Lulú durante un taller online.

México. Entre los libros de Lulú

Maestra jubilada, con su enfermedad y dificultades, y con una pandemia que ha llevado a internet un taller de lectura para niños que empezó hace unos años, que hunde sus raíces en encuentros de hace tiempo, como aquel con don Giussani...
Davide Perillo

«Lulú, ¿lo ves? Él también ha estado en la cárcel. ¿Lo leemos?». Era el libro de la biografía di Van Thuan, el obispo vietnamita perseguido por el régimen. La aspirante a lectora, Camila, de ocho años, lo encontró en la mesilla de sus padres. Y como la maestra había hablado de los cristeros, mártires mexicanos perseguidos por su fe, lo propuso con seriedad y alegría a la vez, con la sencillez de una niña que está descubriendo cómo a través de los libros se puede entrar en un mundo creado para ti, para invitarte a descubrirte a ti misma y la vida entera. Para crecer.

En el fondo, este es el corazón del taller de lectura que Lourdes Pineda Méndez, más conocida por todos como Lulú, maestra jubilada de 56 años en Xochitepec, a una hora de Ciudad de México, propone a los niños. No solo a los que van al aula sino también a otros, pues desde que estalló la pandemia el taller se hace por Zoom y las fronteras han saltado por los aires. Los chavales –la mayoría de primaria, pero también hay un grupito de preadolescentes– se reúnen online para leer y contar, para caminar y encontrarse, para jugar y aprender. Siempre con los libros como hilo conductor.



El resultado es una de las realidades más vivas que se han testimoniado en el último ARAL (encuentro de responsables de CL en América Latina, ndr) y un ejemplo óptimo de cómo se puede afrontar el confinamiento sin tirar los remos de la barca, partiendo de lo que hay y no de lo que falta. Pero cuando oyes el relato de Lulú te das cuenta enseguida de que su postura, su mirada, no nace por casualidad, sino que tiene unas raíces profundas y una historia muy rica a sus espaldas.

Empecemos por las raíces. En casa respiró la fe de su madre, aunque sin un acento especial. «La veía ir a la iglesia a menudo, como si fuera un refugio. Era muy religiosa pero no me parecía que tuviera fuertes razones». Cuando Lulú se enamora de un chico adventista, su madre se preocupa. «Me preguntaba continuamente dónde iba. Era como oveja perdida». Y cuando él, que estudiaba en otra ciudad, le dijo que no volvería por vacaciones porque «estaba haciendo un curso de italiano y había encontrado gente muy interesante», las preguntas se multiplicaron.

- [CONJUNTO DE DATOS]:
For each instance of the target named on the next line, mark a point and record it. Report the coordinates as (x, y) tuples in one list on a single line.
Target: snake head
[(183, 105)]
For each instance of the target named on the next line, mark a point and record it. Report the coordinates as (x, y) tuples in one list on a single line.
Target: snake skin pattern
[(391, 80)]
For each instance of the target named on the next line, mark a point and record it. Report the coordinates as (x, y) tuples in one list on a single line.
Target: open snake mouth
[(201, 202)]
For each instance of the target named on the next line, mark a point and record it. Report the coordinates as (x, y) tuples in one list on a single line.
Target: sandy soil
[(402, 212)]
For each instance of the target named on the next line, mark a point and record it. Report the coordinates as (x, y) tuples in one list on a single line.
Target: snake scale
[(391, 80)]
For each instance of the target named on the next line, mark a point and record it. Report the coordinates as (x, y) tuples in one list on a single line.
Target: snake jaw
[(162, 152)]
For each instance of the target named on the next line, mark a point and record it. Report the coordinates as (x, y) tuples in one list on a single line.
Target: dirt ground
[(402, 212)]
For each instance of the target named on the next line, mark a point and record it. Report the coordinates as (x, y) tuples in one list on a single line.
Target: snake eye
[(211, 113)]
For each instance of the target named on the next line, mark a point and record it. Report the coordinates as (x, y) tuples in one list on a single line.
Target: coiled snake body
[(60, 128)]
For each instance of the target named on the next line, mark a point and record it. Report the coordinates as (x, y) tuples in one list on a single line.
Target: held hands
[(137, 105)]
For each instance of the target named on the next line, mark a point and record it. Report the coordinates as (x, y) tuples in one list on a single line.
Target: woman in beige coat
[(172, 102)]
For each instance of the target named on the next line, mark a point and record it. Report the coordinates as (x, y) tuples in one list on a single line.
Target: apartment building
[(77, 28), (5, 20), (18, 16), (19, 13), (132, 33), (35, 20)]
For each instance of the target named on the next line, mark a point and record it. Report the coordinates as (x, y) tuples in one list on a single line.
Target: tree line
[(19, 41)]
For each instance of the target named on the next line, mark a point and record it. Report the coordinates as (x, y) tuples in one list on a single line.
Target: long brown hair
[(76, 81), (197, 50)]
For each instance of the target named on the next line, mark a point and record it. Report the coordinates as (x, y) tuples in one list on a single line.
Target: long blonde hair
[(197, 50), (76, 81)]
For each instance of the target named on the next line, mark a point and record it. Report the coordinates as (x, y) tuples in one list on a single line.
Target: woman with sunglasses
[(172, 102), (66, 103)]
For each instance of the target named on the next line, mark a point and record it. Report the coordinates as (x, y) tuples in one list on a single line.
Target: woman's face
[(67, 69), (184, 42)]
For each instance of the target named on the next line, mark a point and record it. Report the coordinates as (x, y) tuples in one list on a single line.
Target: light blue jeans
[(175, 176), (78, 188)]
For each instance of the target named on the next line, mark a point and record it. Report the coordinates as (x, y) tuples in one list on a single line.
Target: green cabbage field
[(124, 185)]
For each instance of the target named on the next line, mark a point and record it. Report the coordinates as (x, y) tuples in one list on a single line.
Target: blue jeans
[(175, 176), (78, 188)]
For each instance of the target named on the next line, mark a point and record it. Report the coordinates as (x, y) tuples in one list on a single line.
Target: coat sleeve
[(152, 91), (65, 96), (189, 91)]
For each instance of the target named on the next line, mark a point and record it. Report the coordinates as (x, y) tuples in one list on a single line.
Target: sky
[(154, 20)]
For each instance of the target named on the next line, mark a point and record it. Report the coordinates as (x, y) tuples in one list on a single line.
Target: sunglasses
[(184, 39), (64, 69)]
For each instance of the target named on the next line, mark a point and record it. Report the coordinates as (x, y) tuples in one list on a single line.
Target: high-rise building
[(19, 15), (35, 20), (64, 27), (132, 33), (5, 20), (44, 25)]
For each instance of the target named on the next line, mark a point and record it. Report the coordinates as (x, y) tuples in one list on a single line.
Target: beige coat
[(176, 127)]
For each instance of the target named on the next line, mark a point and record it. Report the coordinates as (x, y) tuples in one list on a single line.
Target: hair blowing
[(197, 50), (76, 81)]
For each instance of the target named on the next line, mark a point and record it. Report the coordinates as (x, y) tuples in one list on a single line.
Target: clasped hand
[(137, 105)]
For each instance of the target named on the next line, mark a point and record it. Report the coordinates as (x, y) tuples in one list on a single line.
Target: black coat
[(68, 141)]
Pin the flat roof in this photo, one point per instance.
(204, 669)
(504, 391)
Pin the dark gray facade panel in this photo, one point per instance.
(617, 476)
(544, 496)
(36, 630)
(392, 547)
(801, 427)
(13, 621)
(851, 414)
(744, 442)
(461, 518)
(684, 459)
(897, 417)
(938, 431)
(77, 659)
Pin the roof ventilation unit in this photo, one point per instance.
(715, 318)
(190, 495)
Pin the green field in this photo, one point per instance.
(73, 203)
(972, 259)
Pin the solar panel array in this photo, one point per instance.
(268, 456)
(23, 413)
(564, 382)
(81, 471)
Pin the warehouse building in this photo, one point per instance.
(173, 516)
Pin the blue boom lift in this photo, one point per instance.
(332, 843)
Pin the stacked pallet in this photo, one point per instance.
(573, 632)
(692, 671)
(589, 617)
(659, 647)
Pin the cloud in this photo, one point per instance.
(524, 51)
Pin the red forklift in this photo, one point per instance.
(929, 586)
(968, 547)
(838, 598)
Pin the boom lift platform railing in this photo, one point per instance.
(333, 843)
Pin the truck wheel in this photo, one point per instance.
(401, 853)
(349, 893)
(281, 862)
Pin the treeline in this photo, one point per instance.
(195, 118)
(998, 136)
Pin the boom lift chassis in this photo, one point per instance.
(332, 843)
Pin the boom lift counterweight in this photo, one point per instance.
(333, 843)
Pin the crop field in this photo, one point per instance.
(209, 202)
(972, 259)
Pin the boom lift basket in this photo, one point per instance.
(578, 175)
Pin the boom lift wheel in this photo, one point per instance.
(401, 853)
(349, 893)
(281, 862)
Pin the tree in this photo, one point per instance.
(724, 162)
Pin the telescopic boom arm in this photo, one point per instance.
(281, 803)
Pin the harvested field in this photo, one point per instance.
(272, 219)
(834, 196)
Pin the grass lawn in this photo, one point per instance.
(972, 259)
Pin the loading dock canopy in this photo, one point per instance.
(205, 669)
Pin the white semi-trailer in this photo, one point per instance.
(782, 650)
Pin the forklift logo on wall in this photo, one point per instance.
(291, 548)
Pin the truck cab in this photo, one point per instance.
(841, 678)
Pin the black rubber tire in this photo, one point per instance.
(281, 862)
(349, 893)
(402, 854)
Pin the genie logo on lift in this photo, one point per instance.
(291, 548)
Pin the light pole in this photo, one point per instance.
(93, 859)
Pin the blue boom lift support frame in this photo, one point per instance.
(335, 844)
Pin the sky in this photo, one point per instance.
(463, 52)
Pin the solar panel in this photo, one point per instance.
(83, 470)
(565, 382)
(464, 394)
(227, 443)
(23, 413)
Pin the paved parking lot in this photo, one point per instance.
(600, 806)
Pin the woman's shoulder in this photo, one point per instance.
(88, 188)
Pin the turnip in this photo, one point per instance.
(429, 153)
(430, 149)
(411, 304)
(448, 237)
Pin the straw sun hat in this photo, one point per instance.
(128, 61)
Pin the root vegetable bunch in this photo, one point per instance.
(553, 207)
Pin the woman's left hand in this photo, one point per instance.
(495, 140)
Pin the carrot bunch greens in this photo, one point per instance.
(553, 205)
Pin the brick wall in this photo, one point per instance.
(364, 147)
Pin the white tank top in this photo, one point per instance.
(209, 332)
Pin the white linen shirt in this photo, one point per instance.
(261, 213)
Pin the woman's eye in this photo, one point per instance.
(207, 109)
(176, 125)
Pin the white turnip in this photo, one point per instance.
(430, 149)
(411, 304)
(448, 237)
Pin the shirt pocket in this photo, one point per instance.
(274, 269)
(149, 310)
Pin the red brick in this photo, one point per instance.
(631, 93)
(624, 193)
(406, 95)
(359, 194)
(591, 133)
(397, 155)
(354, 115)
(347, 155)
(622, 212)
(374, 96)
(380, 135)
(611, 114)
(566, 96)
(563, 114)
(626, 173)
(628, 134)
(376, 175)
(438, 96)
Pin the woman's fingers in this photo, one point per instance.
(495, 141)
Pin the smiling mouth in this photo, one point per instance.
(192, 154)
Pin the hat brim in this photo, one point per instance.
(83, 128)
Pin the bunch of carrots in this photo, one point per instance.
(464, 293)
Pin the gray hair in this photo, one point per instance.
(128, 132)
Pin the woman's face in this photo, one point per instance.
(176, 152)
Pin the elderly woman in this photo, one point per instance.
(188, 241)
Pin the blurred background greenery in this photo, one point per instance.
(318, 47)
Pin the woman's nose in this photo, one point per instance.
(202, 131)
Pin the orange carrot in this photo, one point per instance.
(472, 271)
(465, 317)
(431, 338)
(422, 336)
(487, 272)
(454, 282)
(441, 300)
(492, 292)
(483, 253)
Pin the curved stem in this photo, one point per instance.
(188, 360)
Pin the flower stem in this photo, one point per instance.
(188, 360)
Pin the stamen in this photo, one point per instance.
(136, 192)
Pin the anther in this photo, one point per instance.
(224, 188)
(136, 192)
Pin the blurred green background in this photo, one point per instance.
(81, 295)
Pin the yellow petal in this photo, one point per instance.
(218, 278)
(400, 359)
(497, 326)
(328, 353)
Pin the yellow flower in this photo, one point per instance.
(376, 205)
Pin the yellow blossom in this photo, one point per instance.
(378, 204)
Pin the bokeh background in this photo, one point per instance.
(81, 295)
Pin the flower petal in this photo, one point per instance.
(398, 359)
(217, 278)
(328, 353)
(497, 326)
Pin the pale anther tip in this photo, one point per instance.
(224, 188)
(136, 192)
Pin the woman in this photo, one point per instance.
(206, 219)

- [CONSIGNA DEL EJERCICIO]:
Responde, por favor, estas preguntas sobre el texto:
1. ¿Cuántos años tiene Camila?
2. ¿Por qué medio se hace el taller desde que estalló la pandemia?
3. ¿Qué curso dijo el chico adventista que estaba haciendo?
El listado es material aparte y no tiene relación con el texto.

- [RESPUESTA]:
1. Ocho años.
2. Por Zoom.
3. Un curso de italiano.